#### WHAT THIS TASK INVOLVES:
Edit the data from the line containing "sky and provide bounding boxes." through the end, replacing "green tree" with "leafy tree" and keeping everything else unchanged. Return only that stretch.

-- MATERIAL start --

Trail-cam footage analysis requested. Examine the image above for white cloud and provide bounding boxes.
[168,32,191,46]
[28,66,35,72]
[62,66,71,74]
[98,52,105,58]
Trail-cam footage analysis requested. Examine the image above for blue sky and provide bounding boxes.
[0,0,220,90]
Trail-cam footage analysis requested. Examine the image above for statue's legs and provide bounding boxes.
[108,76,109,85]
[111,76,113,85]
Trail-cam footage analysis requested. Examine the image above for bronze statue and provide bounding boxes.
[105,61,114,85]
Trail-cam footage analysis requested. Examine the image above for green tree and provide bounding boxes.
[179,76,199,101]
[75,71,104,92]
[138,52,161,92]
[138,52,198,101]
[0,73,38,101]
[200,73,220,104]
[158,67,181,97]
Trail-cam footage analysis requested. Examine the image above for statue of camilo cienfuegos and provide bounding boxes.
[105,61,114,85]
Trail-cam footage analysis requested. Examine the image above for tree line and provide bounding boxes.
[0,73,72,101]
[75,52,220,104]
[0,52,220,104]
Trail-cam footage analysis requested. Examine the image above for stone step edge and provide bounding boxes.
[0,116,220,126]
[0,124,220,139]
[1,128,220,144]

-- MATERIAL end --

#### ANSWER FOR THIS EXERCISE:
Trail-cam footage analysis requested. Examine the image above for blue sky and provide bounding boxes.
[0,0,220,90]
Trail-cam footage analysis requested. Examine the image above for statue's legs and provide bounding boxes.
[108,76,109,85]
[111,76,113,85]
Trail-cam footage analysis requested. Examine the image above for bronze statue and provide bounding boxes.
[105,61,114,85]
Trail-cam footage analysis requested. Examine the image above for leafy tree and provide bounding boxes.
[179,76,199,101]
[75,71,104,92]
[138,52,161,92]
[138,52,198,101]
[0,73,38,101]
[200,73,220,104]
[158,67,181,97]
Trail-cam footage analysis requested. Examine the image above for statue of camilo cienfuegos and provide bounding boxes.
[105,61,114,85]
Trail-cam footage analysis requested. Examine the image above for tree line and provide bounding boxes.
[0,73,72,101]
[75,52,220,104]
[0,52,220,104]
Trail-cam footage analysis requested. Examine the image above for stone step edge and provide bounding boxes.
[0,116,220,126]
[0,124,220,139]
[1,128,220,144]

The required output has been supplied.